#### Short exercise
Return nothing but the lines from the line containing "Question. Indicate each instance of the wooden post" through the last line of the records, reproduced exactly.

#### Records from a point labeling set
______________________________

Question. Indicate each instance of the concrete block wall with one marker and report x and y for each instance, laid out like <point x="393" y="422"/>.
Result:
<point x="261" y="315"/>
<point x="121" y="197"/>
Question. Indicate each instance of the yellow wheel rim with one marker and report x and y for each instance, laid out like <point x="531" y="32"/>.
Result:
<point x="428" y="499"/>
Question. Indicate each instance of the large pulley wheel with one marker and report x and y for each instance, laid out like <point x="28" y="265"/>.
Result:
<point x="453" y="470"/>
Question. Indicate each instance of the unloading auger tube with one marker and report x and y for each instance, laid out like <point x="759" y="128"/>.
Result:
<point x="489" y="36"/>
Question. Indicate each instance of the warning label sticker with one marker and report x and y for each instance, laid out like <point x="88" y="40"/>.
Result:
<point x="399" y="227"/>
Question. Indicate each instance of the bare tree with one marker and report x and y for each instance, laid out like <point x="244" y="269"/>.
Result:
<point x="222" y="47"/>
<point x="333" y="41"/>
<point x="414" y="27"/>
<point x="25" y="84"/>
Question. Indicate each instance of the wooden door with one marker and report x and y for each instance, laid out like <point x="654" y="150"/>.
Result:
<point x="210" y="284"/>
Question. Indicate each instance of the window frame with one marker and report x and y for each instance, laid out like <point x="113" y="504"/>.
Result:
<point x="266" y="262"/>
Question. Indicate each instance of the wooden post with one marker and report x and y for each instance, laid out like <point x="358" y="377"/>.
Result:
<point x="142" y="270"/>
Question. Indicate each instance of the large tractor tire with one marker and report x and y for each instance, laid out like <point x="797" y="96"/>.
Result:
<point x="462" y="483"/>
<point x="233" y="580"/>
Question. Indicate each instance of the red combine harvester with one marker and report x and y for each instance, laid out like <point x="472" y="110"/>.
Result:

______________________________

#### Result below
Question. Indicate each instance of the wooden post with one marker and report x and y for each instance, laid out like <point x="358" y="377"/>.
Result:
<point x="142" y="270"/>
Question. Indicate each instance of the large tractor tire with one marker and report x and y for each instance, laid out like <point x="797" y="96"/>.
Result:
<point x="462" y="483"/>
<point x="233" y="580"/>
Question. Indicate each instance of the red combine harvester with one marker and report x and y for each instance, laid out like <point x="472" y="110"/>.
Result:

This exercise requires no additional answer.